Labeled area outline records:

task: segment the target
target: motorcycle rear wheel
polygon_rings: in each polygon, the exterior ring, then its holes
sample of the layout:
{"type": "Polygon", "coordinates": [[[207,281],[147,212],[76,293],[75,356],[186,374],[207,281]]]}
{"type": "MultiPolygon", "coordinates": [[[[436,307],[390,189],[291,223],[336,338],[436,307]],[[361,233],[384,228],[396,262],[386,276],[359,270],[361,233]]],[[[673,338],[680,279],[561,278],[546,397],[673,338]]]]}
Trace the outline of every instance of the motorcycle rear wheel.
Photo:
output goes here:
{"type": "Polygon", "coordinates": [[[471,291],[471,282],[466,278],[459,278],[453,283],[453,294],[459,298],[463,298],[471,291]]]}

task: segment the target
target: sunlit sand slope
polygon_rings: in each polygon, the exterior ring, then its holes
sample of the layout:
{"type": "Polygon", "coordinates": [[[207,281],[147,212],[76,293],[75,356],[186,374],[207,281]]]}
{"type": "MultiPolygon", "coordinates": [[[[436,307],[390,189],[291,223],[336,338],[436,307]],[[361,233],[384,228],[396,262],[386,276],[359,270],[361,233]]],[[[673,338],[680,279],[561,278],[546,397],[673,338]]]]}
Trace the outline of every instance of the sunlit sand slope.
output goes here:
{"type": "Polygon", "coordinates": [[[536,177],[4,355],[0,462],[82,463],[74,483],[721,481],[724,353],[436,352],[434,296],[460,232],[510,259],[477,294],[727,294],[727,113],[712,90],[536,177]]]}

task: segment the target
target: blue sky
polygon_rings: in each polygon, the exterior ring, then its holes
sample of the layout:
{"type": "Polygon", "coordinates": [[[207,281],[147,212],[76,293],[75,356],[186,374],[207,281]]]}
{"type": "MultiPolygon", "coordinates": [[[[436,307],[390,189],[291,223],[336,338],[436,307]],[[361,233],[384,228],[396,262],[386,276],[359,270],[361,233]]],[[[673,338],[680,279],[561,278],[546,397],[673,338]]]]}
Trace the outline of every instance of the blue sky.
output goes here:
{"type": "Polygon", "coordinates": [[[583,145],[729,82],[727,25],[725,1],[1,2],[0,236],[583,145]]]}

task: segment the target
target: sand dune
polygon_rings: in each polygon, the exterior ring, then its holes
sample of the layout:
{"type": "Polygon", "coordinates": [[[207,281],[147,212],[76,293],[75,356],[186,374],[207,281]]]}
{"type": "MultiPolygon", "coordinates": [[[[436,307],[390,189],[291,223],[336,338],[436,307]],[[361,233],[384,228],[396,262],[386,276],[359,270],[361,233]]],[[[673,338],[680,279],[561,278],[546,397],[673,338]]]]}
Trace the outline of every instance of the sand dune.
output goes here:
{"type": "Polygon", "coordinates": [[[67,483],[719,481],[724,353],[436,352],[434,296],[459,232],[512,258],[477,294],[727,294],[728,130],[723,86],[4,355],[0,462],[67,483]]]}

**REQUEST**
Gather every line in the records above that contains the word "sunlit", and copy each of those lines in full.

**WRITTEN SOLUTION**
target: sunlit sand slope
Trace the outline of every instance of the sunlit sand slope.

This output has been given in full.